Excerpts from a dataset
= Beginning of Section =

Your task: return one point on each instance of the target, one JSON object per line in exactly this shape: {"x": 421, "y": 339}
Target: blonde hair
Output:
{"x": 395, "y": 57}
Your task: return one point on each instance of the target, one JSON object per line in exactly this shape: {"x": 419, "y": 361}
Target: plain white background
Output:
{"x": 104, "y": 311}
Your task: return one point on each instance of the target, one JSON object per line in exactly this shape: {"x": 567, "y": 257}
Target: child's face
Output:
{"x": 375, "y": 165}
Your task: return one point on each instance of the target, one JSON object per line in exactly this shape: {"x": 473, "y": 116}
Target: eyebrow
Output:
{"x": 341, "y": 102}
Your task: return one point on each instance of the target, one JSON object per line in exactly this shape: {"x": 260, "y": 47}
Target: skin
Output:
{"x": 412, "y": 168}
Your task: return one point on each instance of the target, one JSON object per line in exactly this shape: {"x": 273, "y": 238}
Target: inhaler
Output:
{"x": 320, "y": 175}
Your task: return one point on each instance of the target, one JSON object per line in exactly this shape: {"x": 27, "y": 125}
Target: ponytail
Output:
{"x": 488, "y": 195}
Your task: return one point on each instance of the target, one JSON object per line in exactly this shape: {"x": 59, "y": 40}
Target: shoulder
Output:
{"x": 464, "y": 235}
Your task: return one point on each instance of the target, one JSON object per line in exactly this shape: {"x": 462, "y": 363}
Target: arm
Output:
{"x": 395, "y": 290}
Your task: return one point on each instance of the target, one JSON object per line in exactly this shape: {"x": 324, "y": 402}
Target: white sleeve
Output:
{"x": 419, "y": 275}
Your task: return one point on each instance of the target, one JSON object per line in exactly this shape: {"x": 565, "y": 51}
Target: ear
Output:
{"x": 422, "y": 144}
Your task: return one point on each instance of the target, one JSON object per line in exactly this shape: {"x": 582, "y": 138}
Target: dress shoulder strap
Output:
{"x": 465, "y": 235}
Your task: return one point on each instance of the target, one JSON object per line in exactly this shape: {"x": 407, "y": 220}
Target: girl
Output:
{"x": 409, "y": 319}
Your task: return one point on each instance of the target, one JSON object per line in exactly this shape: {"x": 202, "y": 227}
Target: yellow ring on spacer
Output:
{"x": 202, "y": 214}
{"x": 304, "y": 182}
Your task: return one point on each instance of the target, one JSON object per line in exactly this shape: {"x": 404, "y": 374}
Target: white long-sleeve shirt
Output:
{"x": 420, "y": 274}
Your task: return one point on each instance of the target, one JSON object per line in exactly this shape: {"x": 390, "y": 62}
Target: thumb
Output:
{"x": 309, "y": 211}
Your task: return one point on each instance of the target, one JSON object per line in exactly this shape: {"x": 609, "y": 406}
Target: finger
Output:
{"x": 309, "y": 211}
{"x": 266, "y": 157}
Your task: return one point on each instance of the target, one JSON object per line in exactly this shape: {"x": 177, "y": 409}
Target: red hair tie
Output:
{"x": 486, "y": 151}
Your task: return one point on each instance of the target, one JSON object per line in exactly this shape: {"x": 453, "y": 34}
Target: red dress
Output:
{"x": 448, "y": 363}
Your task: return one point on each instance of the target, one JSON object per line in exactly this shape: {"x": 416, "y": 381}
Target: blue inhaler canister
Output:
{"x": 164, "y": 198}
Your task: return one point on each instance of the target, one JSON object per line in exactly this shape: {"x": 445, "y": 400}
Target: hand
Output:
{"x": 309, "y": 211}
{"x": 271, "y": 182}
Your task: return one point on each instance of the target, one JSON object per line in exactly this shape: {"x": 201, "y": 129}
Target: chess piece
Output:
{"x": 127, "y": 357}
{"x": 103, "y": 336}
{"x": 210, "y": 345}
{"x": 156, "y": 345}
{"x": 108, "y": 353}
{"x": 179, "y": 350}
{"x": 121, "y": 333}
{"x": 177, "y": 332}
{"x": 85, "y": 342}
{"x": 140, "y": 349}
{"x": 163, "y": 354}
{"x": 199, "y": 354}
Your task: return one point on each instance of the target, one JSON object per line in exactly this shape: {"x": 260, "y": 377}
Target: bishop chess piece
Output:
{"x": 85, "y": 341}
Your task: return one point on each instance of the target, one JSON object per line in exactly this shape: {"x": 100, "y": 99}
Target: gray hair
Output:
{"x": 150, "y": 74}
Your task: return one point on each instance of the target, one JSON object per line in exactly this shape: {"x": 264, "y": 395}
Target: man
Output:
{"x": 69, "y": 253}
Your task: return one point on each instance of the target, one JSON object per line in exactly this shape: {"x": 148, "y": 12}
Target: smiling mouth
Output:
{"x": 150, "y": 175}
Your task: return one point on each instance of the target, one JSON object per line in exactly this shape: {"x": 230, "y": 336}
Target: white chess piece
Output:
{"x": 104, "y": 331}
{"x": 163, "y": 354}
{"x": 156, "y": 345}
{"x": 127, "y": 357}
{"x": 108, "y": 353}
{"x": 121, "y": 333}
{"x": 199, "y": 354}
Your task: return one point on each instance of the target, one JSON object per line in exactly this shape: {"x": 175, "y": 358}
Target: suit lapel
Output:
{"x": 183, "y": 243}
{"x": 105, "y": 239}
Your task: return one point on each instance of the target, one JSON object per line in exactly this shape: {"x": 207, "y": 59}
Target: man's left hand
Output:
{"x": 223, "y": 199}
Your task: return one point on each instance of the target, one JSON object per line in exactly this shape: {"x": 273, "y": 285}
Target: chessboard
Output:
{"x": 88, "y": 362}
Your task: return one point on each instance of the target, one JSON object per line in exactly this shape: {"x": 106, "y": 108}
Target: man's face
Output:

= End of Section =

__Exercise description__. Line by line, retype the records with no changes.

__Response to the task__.
Your task: return one point on each instance of the target, one JSON object per line in exactly this shape: {"x": 421, "y": 339}
Target: blonde hair
Output:
{"x": 395, "y": 57}
Your task: return one point on each instance of the target, one JSON object per line in exactly this shape: {"x": 419, "y": 361}
Target: plain white background
Output:
{"x": 104, "y": 311}
Your task: return one point on each instance of the target, one JSON object per line in exactly this shape: {"x": 567, "y": 257}
Target: child's face
Output:
{"x": 375, "y": 165}
Your task: return one point on each instance of the target, one JSON object per line in exactly this shape: {"x": 473, "y": 116}
Target: eyebrow
Output:
{"x": 341, "y": 102}
Your task: return one point on each instance of the target, one JSON object per line in exactly this shape: {"x": 260, "y": 47}
Target: skin
Output:
{"x": 412, "y": 168}
Your task: return one point on each instance of the target, one JSON object per line in exactly this shape: {"x": 273, "y": 238}
Target: inhaler
Output:
{"x": 320, "y": 175}
Your task: return one point on each instance of the target, one JSON object per line in exactly this shape: {"x": 27, "y": 125}
Target: ponytail
Output:
{"x": 488, "y": 195}
Your task: return one point on each instance of the target, one JSON object per line in exactly this shape: {"x": 59, "y": 40}
Target: shoulder
Output:
{"x": 464, "y": 235}
Your task: return one point on each instance of the target, one JSON object per line in exactly this shape: {"x": 462, "y": 363}
Target: arm
Output:
{"x": 395, "y": 290}
Your task: return one point on each instance of the target, one JSON object per line in exactly this shape: {"x": 324, "y": 402}
Target: white sleeve
Output:
{"x": 419, "y": 275}
Your task: return one point on each instance of the target, one JSON object per line in exactly this shape: {"x": 565, "y": 51}
Target: ear
Output:
{"x": 422, "y": 144}
Your task: return one point on each instance of the target, one JSON object per line in exactly this shape: {"x": 582, "y": 138}
Target: dress shoulder strap
Output:
{"x": 465, "y": 235}
Your task: return one point on each instance of the target, one JSON object per line in exactly this shape: {"x": 407, "y": 220}
Target: girl
Output:
{"x": 409, "y": 319}
Your task: return one point on each instance of the target, one JSON object per line in exactly this shape: {"x": 202, "y": 227}
Target: yellow ring on spacer
Output:
{"x": 202, "y": 214}
{"x": 304, "y": 182}
Your task: return one point on each instance of the target, one JSON object per line in exactly this shape: {"x": 404, "y": 374}
Target: white long-sleeve shirt
Output:
{"x": 420, "y": 274}
Your task: return one point on each instance of the target, one JSON object per line in exactly this shape: {"x": 390, "y": 62}
Target: thumb
Output:
{"x": 309, "y": 211}
Your task: return one point on each instance of the target, one JSON object per line in exactly this shape: {"x": 609, "y": 406}
Target: finger
Output:
{"x": 309, "y": 211}
{"x": 266, "y": 157}
Your task: return one point on each instance of the target, one JSON object per line in exactly this shape: {"x": 177, "y": 409}
Target: red hair tie
Output:
{"x": 486, "y": 151}
Your task: return one point on each instance of the target, one JSON object per line in exactly this shape: {"x": 453, "y": 34}
Target: red dress
Output:
{"x": 448, "y": 363}
Your task: return one point on each instance of the target, one JSON object per line in exactly this shape: {"x": 416, "y": 381}
Target: blue inhaler canister
Output:
{"x": 164, "y": 198}
Your task: return one point on each instance of the target, one JSON object per line in exactly this shape: {"x": 445, "y": 400}
Target: hand
Output:
{"x": 309, "y": 211}
{"x": 271, "y": 182}
Your task: return one point on each instance of the target, one JSON object per line in exactly this shape: {"x": 201, "y": 129}
Target: chess piece
Output:
{"x": 127, "y": 357}
{"x": 103, "y": 336}
{"x": 210, "y": 345}
{"x": 156, "y": 345}
{"x": 108, "y": 353}
{"x": 179, "y": 350}
{"x": 121, "y": 333}
{"x": 177, "y": 332}
{"x": 85, "y": 342}
{"x": 140, "y": 349}
{"x": 163, "y": 354}
{"x": 199, "y": 354}
Your task: return one point on each instance of the target, one JSON object per line in exactly this shape: {"x": 260, "y": 377}
Target: bishop chess piece
Output:
{"x": 85, "y": 341}
Your task: return one point on each instance of the target, one JSON object per line in exactly this shape: {"x": 100, "y": 99}
Target: gray hair
Output:
{"x": 150, "y": 74}
Your task: return one point on each instance of the target, one JSON object per line in exactly this shape: {"x": 264, "y": 395}
Target: man
Output:
{"x": 69, "y": 253}
Your task: return one point on each instance of the target, one JSON object per line in exactly this shape: {"x": 148, "y": 12}
Target: smiling mouth
Output:
{"x": 150, "y": 175}
Your task: return one point on each instance of the target, one JSON object per line in exactly this shape: {"x": 230, "y": 336}
Target: white chess piece
Output:
{"x": 104, "y": 331}
{"x": 163, "y": 354}
{"x": 156, "y": 345}
{"x": 127, "y": 357}
{"x": 108, "y": 353}
{"x": 121, "y": 333}
{"x": 199, "y": 354}
Your task: return one point on each instance of the target, one JSON object per line in exactly this shape: {"x": 175, "y": 358}
Target: suit lapel
Output:
{"x": 183, "y": 243}
{"x": 105, "y": 239}
Your task: return one point on each instance of the target, one JSON object per line in exactly this shape: {"x": 207, "y": 59}
Target: man's left hand
Output:
{"x": 223, "y": 199}
Your task: return one point on each instance of the target, one JSON object per line in exactly this shape: {"x": 273, "y": 285}
Target: chessboard
Output:
{"x": 88, "y": 362}
Your task: return one point on each instance of the target, one JSON object per line in exactly this shape: {"x": 106, "y": 108}
Target: man's face
Output:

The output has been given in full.